### Instructions to follow
Reproduce all of the listing below without alteration.

### Input material
★ ★ ★ ★

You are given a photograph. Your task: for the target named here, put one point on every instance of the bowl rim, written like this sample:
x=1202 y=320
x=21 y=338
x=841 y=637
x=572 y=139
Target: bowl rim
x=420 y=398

★ ★ ★ ★

### Result
You are given a photograph. Your task: for the target named here, put one point on every instance of the bowl rim, written like this sample:
x=1202 y=320
x=21 y=338
x=841 y=637
x=572 y=139
Target: bowl rim
x=420 y=398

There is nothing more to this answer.